■ Your objective:
For this exercise, return the line containing "Query: cabinet drawer" and every line after it through the end of the records below, without alteration.

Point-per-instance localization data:
_ _ _ _ _
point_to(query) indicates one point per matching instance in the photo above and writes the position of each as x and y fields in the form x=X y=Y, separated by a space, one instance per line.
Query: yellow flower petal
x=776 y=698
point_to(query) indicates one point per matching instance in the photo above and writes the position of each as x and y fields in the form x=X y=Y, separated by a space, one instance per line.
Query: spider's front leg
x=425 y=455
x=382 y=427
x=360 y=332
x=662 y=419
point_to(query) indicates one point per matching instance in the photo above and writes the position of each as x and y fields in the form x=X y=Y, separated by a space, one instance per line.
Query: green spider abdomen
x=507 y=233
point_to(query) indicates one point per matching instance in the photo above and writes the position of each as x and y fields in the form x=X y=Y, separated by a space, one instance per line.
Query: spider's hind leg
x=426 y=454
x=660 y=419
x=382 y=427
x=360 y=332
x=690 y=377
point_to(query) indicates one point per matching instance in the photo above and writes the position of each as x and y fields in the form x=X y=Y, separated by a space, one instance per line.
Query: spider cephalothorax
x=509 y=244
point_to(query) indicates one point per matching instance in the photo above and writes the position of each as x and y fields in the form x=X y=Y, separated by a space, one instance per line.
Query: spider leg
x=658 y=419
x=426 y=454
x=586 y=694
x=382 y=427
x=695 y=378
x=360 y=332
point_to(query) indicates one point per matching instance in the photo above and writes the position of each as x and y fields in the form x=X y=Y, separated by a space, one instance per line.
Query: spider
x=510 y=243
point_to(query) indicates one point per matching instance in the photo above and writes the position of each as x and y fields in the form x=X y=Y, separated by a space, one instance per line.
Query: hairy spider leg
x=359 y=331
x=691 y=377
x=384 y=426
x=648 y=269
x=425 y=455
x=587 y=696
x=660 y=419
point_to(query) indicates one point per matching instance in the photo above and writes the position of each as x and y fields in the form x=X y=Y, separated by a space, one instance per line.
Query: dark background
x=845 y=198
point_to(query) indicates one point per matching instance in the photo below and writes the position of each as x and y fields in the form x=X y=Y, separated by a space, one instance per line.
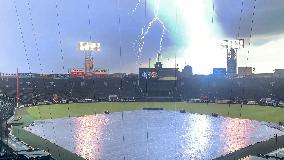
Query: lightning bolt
x=139 y=42
x=134 y=10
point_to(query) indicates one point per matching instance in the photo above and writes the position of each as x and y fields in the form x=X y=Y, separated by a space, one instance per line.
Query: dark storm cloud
x=104 y=28
x=268 y=19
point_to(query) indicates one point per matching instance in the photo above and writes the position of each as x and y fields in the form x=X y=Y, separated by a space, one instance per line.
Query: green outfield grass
x=28 y=115
x=254 y=112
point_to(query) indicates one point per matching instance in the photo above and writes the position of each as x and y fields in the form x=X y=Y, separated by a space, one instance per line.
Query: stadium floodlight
x=89 y=46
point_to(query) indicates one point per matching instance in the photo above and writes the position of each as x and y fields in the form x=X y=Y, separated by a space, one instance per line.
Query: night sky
x=190 y=35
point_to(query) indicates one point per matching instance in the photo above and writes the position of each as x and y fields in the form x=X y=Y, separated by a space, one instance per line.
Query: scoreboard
x=158 y=74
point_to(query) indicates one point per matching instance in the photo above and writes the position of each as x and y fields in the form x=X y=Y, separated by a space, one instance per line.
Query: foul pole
x=17 y=81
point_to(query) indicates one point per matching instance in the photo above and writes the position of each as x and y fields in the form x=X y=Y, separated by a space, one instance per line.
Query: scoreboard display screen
x=158 y=74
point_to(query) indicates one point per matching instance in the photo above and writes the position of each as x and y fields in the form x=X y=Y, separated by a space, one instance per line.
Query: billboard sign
x=244 y=71
x=219 y=71
x=89 y=46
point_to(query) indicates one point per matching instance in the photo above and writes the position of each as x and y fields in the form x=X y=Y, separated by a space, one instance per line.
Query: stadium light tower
x=88 y=48
x=232 y=47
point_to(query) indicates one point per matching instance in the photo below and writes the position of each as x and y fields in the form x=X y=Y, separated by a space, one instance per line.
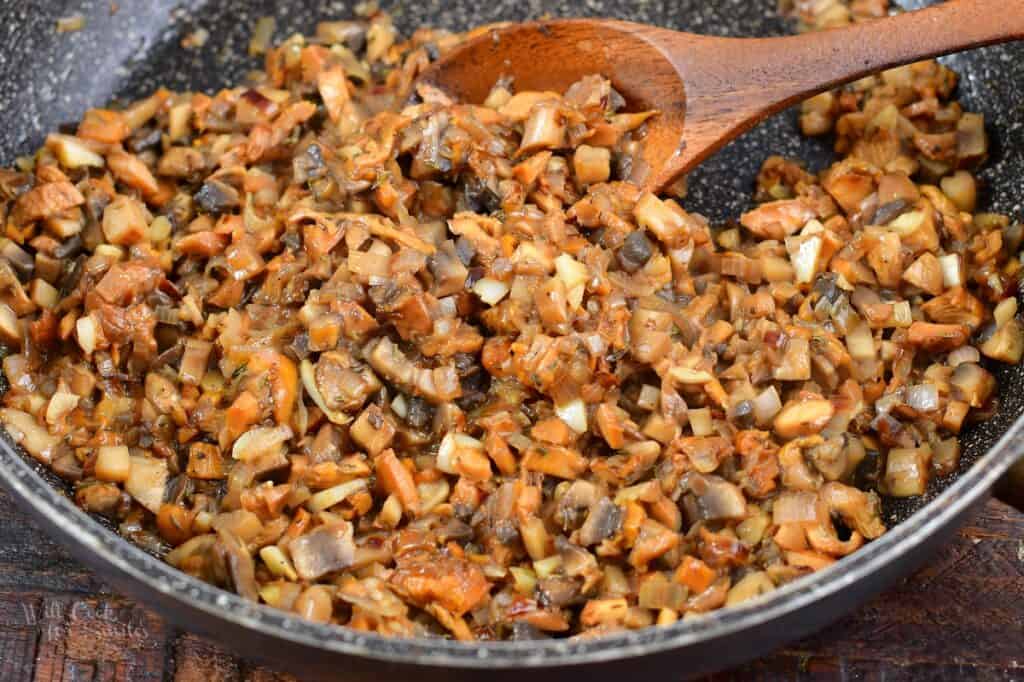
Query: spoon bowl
x=709 y=90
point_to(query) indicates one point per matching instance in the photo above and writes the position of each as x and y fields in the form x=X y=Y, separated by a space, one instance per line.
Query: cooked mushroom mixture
x=421 y=368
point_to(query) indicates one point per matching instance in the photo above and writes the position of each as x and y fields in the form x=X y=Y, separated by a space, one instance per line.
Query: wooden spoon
x=709 y=90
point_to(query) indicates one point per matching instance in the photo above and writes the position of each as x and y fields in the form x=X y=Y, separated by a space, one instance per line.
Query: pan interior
x=128 y=53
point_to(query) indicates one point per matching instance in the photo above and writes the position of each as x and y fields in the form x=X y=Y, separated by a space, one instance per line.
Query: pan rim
x=24 y=481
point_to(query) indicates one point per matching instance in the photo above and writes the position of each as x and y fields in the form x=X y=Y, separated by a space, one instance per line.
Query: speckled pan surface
x=48 y=79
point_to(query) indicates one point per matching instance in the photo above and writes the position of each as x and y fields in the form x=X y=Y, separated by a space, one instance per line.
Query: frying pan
x=49 y=79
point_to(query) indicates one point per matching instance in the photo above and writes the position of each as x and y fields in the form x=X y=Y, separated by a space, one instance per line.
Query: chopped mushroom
x=352 y=348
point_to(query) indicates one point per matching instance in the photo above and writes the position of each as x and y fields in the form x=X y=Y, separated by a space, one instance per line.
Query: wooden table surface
x=960 y=619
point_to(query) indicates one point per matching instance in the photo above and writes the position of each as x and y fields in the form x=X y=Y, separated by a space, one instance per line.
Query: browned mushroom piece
x=424 y=368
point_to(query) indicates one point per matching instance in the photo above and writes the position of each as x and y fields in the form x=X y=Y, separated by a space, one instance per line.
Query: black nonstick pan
x=129 y=47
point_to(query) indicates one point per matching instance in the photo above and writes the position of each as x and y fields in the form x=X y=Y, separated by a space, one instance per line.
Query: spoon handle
x=732 y=87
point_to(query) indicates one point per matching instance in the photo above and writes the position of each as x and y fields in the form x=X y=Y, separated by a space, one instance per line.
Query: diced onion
x=964 y=354
x=573 y=413
x=766 y=405
x=923 y=397
x=491 y=291
x=332 y=496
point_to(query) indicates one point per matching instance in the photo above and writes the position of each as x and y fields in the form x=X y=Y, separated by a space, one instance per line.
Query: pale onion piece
x=491 y=291
x=160 y=228
x=85 y=330
x=906 y=471
x=767 y=403
x=657 y=216
x=333 y=496
x=813 y=226
x=752 y=585
x=649 y=396
x=798 y=507
x=687 y=376
x=432 y=494
x=73 y=153
x=573 y=413
x=907 y=223
x=399 y=406
x=964 y=354
x=124 y=221
x=278 y=562
x=146 y=481
x=952 y=271
x=60 y=405
x=308 y=376
x=261 y=440
x=860 y=342
x=448 y=453
x=570 y=271
x=548 y=566
x=27 y=432
x=544 y=129
x=390 y=513
x=113 y=463
x=923 y=397
x=804 y=254
x=523 y=580
x=10 y=331
x=1005 y=311
x=700 y=422
x=902 y=315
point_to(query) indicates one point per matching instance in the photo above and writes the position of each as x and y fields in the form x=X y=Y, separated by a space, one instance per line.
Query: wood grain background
x=960 y=619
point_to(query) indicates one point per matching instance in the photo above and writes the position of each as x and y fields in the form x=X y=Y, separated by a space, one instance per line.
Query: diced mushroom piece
x=147 y=480
x=662 y=218
x=373 y=430
x=428 y=576
x=796 y=363
x=240 y=565
x=124 y=221
x=925 y=273
x=46 y=201
x=260 y=441
x=776 y=220
x=544 y=129
x=195 y=360
x=323 y=550
x=438 y=384
x=906 y=471
x=797 y=473
x=937 y=338
x=654 y=540
x=1007 y=343
x=715 y=498
x=591 y=164
x=955 y=306
x=974 y=384
x=603 y=520
x=803 y=418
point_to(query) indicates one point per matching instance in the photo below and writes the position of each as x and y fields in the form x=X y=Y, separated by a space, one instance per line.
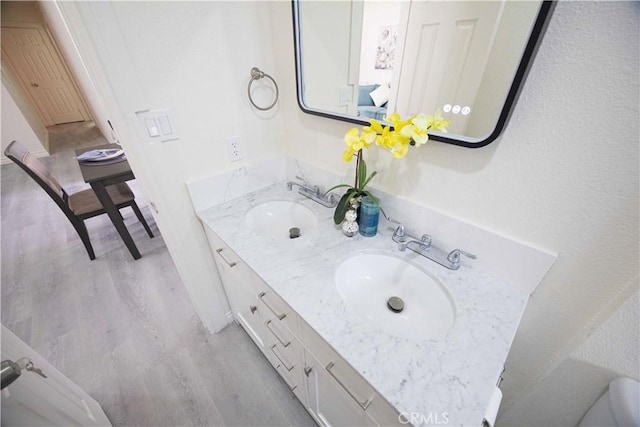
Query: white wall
x=14 y=126
x=575 y=384
x=193 y=58
x=511 y=35
x=564 y=175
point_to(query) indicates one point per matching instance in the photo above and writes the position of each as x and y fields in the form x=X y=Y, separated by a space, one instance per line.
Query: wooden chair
x=77 y=206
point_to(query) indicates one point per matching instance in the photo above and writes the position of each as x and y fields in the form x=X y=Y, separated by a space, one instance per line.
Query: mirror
x=357 y=60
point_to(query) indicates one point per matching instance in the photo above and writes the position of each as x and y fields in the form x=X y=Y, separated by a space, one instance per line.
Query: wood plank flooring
x=123 y=330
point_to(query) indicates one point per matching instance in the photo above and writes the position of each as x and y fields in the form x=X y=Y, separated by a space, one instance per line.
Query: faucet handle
x=400 y=230
x=454 y=256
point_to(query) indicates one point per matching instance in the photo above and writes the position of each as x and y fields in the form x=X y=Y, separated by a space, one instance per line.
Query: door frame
x=49 y=41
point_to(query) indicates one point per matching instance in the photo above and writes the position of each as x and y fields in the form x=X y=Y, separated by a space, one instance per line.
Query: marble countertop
x=449 y=378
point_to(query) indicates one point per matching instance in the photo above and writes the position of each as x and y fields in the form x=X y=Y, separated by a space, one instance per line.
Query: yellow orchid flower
x=376 y=126
x=397 y=122
x=418 y=130
x=400 y=150
x=368 y=136
x=385 y=139
x=348 y=154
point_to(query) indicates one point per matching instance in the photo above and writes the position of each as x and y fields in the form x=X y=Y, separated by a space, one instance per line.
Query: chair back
x=39 y=172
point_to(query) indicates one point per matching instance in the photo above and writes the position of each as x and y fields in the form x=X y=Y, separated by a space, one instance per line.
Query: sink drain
x=395 y=304
x=294 y=233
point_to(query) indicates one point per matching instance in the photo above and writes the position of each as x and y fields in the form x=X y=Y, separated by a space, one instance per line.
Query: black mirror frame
x=535 y=39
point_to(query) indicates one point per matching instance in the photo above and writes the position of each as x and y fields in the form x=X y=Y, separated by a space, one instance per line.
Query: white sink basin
x=275 y=218
x=367 y=281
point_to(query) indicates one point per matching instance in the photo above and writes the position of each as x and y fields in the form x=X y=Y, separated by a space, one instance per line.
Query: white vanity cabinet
x=332 y=391
x=239 y=284
x=338 y=395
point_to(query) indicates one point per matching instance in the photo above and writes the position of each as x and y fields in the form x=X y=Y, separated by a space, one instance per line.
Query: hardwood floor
x=125 y=331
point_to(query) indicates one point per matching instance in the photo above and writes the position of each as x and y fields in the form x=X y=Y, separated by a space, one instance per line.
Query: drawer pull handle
x=284 y=344
x=230 y=264
x=291 y=387
x=273 y=349
x=364 y=405
x=261 y=295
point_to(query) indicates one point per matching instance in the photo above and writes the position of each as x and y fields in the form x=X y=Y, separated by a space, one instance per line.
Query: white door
x=445 y=53
x=32 y=400
x=42 y=75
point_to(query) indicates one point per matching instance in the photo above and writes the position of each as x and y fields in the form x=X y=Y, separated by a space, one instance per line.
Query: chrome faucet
x=424 y=247
x=329 y=200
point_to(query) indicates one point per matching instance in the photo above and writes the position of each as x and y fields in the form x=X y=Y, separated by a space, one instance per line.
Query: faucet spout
x=313 y=192
x=423 y=246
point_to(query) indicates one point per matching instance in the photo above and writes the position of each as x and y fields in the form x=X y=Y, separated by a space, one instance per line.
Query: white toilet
x=619 y=406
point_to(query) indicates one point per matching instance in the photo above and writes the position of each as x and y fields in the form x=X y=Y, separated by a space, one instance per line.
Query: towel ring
x=256 y=74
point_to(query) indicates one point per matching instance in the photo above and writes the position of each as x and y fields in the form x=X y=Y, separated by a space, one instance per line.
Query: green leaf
x=342 y=207
x=362 y=174
x=369 y=180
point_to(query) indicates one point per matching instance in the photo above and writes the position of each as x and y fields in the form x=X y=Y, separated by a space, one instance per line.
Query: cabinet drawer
x=276 y=310
x=348 y=379
x=289 y=368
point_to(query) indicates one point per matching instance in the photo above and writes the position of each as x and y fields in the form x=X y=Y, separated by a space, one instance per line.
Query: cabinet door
x=329 y=402
x=238 y=282
x=247 y=311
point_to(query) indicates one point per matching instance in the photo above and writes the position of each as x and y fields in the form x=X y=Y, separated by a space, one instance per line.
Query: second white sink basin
x=275 y=218
x=366 y=282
_ _ _ _ _
■ Expected answer:
Query: cabinet drawer
x=276 y=310
x=348 y=379
x=289 y=368
point_to(query) indicates one point per matching instance in the photo above and writes the position of each as x and y fields in the form x=X y=Y, separated by a space, one instance per line.
Query: cabinet door
x=329 y=402
x=238 y=282
x=247 y=311
point_to(query) indicates one point per matching instance in the photo above and writes the position of each as x and y fields in the form x=X y=Y, separated by a space, one instance per line.
Query: second white sink basin
x=275 y=218
x=366 y=282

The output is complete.